(SOURCE INFORMATION begins)
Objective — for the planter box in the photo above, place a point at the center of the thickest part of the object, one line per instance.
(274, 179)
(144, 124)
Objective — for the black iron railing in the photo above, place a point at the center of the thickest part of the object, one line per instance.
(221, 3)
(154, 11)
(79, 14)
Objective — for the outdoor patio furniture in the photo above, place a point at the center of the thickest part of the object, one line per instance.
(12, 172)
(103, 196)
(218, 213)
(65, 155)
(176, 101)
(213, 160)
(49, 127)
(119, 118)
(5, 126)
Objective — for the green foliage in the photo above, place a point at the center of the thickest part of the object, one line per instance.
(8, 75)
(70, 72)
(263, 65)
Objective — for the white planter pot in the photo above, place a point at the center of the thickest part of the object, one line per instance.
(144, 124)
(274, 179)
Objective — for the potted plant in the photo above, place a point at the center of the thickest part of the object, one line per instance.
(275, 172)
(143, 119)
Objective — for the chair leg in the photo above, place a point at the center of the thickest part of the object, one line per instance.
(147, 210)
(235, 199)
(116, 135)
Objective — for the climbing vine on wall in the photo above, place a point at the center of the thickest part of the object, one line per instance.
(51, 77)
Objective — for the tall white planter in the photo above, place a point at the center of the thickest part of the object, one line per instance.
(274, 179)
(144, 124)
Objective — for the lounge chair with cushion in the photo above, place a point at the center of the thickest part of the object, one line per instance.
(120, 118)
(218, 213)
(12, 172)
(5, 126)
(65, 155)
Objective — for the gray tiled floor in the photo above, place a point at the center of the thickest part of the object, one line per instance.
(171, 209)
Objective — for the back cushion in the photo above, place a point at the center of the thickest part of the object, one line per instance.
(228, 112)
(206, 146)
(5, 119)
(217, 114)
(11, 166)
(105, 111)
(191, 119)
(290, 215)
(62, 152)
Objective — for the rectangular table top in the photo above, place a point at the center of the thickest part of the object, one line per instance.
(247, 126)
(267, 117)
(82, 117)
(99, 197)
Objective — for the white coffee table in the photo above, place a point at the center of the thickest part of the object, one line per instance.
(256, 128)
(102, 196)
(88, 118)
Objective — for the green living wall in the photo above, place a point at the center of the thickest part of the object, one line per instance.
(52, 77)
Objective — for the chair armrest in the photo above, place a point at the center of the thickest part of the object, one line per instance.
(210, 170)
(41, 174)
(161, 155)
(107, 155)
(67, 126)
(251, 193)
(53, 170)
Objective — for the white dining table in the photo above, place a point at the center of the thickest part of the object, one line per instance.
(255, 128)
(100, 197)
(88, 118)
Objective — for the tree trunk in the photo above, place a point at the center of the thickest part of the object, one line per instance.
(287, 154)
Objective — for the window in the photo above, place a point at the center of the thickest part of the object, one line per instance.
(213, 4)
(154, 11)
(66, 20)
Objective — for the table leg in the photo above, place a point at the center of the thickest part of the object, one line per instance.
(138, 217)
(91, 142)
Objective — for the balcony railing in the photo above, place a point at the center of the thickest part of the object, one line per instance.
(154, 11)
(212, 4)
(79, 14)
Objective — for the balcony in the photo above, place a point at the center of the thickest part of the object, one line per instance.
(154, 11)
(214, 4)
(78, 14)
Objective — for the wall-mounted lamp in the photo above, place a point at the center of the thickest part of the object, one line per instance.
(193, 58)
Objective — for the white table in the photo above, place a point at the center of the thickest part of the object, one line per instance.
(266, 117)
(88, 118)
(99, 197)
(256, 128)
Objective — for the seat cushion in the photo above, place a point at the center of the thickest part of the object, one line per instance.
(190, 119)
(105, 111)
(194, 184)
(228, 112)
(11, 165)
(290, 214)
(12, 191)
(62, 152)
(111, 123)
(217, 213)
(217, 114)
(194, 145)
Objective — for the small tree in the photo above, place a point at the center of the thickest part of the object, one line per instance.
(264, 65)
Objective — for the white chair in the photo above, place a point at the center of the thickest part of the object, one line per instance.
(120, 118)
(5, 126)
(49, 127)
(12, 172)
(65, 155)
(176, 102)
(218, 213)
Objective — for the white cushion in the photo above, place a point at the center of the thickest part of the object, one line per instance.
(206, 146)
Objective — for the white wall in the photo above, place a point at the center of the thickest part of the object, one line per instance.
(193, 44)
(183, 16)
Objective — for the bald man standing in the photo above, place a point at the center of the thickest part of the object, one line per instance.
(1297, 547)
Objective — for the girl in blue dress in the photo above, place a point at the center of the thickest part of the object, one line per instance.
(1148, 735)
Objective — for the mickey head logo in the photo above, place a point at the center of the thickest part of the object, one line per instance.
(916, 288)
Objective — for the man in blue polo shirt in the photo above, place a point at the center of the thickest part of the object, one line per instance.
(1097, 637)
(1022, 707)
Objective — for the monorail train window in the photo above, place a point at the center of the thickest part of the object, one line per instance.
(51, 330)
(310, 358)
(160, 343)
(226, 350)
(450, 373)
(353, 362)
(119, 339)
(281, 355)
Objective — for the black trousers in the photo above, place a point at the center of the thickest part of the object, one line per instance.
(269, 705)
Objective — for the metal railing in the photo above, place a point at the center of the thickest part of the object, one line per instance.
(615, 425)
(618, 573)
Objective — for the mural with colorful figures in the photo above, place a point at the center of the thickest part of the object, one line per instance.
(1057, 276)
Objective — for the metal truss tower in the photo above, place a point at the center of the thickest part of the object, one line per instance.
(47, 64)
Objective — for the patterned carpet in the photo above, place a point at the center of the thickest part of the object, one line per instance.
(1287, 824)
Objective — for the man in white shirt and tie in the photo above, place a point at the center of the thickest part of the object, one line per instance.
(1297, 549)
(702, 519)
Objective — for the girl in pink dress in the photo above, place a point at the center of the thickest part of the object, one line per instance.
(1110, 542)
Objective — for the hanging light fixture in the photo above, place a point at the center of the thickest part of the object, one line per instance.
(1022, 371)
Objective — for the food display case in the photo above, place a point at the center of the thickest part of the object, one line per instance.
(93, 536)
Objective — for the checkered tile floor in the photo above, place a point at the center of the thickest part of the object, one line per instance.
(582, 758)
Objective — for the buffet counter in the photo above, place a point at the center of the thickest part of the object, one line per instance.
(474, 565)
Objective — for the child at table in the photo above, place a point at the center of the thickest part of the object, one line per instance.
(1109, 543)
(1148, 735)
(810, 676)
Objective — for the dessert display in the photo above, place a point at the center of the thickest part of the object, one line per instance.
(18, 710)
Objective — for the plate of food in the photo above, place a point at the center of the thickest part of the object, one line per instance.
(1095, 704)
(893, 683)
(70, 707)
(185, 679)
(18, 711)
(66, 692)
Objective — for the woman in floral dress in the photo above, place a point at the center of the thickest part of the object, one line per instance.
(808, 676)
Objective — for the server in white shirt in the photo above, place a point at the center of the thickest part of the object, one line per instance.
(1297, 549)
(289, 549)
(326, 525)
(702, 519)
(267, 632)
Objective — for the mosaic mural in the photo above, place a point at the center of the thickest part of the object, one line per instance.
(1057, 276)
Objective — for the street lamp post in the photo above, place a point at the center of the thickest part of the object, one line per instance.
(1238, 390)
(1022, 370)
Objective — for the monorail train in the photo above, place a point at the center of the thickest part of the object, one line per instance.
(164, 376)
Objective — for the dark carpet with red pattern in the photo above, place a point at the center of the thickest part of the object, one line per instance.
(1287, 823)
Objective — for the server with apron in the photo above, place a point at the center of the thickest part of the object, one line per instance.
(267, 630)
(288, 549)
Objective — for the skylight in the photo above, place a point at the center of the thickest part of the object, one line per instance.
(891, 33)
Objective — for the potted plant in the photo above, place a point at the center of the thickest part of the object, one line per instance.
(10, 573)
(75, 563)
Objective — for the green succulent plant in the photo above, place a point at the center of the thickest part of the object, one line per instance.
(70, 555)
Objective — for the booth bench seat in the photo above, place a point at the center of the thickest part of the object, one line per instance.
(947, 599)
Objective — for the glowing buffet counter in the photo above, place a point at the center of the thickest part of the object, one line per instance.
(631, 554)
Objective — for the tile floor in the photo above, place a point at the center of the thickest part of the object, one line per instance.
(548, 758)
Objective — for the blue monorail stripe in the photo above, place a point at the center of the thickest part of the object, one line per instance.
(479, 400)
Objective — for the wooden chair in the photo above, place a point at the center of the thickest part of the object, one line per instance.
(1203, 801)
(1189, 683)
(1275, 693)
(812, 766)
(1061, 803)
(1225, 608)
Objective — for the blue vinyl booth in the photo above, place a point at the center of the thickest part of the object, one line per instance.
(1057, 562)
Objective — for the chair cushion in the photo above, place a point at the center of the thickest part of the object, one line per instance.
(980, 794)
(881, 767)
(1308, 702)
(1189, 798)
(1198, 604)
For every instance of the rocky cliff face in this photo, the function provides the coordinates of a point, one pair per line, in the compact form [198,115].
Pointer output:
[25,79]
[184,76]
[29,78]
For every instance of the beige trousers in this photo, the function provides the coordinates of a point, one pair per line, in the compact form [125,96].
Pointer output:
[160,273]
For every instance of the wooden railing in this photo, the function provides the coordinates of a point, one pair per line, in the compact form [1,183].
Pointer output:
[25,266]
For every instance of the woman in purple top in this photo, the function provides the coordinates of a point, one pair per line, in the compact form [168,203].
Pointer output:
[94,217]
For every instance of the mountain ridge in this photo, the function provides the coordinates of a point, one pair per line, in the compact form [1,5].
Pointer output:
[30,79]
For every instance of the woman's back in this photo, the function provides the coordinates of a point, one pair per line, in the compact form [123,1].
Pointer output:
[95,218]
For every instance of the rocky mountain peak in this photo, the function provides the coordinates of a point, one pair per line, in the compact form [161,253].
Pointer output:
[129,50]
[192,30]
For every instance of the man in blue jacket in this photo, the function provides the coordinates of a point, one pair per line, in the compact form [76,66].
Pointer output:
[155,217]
(SOURCE INFORMATION ends)
## WORK TO COMPLETE
If a line of the records includes the string "rocky", copy it out.

## TASK RESULT
For every instance of the rocky cliff face in this photo, the function provides the coordinates of a point, one pair per line, in the compact form [198,115].
For every instance of the rocky mountain peak in this photo, the function provides the coordinates of a point, one pair per line, in the compact form [161,253].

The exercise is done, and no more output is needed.